• EXERCISE TASK: Can you write out every line of the records below, reproducing each one without any change?

Entries from a collection
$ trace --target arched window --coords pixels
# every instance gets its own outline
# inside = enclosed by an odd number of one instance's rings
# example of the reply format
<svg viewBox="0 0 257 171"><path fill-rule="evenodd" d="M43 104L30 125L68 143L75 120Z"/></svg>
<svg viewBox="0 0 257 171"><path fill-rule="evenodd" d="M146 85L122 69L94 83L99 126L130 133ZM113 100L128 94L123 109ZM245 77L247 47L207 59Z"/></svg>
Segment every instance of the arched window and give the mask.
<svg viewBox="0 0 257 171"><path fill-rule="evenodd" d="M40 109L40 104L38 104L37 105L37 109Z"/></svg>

• FULL SOLUTION:
$ trace --target arched window --coords pixels
# every instance gets its own outline
# inside = enclosed by an odd number of one instance's rings
# example of the reply format
<svg viewBox="0 0 257 171"><path fill-rule="evenodd" d="M43 104L30 125L68 143L75 120Z"/></svg>
<svg viewBox="0 0 257 171"><path fill-rule="evenodd" d="M146 85L122 69L94 83L99 126L130 133ZM113 100L128 94L123 109ZM245 77L247 47L207 59Z"/></svg>
Segment every instance of the arched window and give the mask.
<svg viewBox="0 0 257 171"><path fill-rule="evenodd" d="M40 109L40 104L38 104L37 105L37 109Z"/></svg>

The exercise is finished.